Put the rows below, from the first line up to and including the line containing "box: [289, 204, 409, 248]", into a JSON list of strings, with one string per line and blank lines omitted.
*** Opening Data provided ***
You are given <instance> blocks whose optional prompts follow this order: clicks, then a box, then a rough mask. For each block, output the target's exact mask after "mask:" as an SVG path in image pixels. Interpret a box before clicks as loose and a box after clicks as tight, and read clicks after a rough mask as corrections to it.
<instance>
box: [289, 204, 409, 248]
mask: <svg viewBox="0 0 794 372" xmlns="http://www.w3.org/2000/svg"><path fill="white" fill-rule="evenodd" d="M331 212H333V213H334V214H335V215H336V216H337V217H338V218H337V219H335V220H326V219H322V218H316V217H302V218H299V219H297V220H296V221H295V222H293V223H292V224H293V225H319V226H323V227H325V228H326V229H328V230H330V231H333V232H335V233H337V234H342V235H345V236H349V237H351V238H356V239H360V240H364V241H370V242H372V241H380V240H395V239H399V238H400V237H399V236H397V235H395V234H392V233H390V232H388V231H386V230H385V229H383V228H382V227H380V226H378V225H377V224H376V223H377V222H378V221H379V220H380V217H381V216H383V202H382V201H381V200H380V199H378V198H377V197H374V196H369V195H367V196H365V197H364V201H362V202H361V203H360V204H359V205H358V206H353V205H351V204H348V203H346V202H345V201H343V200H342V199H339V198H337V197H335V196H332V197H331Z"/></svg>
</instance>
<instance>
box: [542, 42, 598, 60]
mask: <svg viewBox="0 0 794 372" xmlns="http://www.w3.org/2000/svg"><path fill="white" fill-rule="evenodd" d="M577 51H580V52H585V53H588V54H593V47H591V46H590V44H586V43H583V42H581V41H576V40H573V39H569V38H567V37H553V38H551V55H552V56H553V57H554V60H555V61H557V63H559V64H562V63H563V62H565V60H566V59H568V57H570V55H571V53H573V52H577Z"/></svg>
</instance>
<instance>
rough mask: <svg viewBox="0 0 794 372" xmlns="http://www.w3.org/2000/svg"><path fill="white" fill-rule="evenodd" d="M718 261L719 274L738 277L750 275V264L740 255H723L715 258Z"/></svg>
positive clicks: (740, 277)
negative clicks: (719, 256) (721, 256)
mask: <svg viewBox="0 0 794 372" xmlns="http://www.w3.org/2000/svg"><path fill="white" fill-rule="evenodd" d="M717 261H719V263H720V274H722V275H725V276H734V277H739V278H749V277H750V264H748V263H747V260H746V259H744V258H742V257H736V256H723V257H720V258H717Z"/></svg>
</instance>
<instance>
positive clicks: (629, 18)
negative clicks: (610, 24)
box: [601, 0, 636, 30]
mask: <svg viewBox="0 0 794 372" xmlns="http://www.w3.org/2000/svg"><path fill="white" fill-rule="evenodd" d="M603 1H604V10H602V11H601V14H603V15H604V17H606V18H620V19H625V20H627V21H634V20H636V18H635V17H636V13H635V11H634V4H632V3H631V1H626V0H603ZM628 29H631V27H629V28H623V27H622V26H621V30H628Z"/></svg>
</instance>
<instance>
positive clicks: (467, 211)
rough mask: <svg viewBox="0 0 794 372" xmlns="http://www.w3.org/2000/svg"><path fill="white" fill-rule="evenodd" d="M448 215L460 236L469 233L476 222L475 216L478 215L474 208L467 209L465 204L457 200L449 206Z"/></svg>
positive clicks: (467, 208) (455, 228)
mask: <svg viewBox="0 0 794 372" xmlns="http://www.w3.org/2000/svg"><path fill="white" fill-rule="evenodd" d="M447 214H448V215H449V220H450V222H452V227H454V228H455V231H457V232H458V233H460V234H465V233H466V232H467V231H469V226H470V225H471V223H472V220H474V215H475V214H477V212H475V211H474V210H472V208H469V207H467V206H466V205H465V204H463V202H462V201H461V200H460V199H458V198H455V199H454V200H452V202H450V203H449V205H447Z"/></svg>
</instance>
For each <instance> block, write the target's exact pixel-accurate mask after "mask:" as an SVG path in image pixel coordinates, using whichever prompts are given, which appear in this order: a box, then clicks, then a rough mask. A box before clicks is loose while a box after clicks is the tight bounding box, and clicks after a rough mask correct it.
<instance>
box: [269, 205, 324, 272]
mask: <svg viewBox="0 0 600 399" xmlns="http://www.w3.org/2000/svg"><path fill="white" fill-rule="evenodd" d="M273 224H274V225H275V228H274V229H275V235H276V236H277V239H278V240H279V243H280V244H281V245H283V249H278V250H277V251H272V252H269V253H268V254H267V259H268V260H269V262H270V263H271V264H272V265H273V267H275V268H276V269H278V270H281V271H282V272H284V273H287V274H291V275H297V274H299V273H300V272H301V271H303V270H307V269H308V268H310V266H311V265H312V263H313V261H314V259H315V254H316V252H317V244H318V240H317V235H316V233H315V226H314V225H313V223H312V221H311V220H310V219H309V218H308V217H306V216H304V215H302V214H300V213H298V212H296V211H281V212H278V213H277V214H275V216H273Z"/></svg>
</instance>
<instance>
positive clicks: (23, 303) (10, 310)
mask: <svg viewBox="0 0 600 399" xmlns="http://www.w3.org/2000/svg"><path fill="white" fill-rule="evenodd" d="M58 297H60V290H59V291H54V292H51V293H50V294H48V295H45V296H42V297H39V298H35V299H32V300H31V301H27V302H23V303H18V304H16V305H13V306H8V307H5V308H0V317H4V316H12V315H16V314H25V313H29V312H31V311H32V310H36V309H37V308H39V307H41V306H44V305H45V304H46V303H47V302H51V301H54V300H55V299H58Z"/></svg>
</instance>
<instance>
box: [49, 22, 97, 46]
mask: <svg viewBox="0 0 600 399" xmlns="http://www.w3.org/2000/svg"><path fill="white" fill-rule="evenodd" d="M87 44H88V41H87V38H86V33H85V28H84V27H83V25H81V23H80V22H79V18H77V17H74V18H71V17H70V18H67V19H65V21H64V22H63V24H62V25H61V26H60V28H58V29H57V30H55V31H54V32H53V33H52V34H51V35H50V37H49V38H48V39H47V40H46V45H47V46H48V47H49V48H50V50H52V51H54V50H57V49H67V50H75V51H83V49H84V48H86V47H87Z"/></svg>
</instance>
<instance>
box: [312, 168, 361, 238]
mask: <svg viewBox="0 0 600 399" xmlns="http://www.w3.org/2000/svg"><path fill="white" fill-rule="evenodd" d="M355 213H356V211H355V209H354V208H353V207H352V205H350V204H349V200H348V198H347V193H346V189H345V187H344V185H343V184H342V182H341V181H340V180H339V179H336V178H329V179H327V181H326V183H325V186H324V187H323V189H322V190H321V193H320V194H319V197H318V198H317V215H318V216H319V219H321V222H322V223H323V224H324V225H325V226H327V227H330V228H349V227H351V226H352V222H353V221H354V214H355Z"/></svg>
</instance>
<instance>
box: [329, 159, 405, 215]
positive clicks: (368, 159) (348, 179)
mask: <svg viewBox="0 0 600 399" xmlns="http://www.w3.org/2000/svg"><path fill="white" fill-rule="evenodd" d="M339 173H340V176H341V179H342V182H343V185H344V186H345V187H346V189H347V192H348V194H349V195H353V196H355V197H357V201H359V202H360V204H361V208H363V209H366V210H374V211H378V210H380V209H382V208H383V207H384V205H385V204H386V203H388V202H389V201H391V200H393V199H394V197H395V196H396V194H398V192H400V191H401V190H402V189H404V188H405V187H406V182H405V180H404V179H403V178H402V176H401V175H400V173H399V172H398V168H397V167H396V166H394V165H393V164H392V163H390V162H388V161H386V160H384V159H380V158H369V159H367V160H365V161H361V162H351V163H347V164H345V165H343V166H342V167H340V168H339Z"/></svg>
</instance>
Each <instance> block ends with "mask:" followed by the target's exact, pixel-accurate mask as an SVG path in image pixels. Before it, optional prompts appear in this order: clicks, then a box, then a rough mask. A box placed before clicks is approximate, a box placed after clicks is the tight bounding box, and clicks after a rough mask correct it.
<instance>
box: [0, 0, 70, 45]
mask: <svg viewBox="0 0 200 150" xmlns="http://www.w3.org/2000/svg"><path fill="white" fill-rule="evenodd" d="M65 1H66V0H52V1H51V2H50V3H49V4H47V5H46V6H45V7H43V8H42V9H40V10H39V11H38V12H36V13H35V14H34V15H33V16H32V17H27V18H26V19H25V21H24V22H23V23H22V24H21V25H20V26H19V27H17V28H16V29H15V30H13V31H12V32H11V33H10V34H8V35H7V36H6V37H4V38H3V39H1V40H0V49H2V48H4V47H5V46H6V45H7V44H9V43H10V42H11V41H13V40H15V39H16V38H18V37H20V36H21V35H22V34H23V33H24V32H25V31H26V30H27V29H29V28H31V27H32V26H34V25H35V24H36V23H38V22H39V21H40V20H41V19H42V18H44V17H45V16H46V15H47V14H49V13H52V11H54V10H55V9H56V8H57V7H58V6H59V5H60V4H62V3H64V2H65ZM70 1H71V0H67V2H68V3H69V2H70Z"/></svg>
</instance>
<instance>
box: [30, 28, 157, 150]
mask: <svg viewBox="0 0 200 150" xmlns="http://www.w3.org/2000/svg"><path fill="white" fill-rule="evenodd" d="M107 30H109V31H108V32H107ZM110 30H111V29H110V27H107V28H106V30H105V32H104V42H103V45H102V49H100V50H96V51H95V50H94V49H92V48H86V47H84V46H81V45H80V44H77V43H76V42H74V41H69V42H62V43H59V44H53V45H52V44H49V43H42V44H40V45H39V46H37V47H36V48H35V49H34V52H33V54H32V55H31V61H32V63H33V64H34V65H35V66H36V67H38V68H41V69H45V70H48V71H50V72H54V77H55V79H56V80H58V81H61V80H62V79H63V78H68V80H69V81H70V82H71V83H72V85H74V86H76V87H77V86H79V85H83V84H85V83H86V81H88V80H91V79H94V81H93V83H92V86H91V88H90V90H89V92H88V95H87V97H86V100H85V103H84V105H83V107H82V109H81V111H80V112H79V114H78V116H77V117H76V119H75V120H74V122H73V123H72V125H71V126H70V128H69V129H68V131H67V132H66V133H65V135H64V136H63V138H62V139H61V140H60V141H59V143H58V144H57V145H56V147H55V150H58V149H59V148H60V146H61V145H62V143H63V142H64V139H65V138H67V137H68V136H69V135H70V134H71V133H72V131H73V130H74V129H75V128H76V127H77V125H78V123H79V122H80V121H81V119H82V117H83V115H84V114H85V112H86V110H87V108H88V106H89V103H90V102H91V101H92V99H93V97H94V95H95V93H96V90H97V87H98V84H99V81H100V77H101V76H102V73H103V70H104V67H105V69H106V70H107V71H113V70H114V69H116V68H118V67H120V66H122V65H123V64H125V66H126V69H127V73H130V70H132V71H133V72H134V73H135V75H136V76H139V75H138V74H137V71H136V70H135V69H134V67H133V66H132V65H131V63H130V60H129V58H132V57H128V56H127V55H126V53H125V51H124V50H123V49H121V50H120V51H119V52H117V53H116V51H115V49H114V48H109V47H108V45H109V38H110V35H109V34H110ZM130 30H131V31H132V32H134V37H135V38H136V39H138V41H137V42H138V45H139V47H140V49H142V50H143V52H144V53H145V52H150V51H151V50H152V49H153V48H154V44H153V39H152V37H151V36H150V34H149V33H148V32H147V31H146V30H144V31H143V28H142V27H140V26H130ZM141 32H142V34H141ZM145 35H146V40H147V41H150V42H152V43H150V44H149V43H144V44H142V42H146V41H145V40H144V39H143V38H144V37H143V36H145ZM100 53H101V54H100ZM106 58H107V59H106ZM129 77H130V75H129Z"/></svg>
*** Closing Data provided ***
_Answer box_
[
  "You are given <instance> blocks whose optional prompts follow this order: clicks, then a box, then a rough mask. For each block, output the target's exact mask after \"mask:\" as an SVG path in image pixels. Interpret a box before clicks as loose and a box after clicks as tight, and read clicks after a rough mask as corrections to it.",
  "<instance>",
  "box: [289, 204, 409, 248]"
]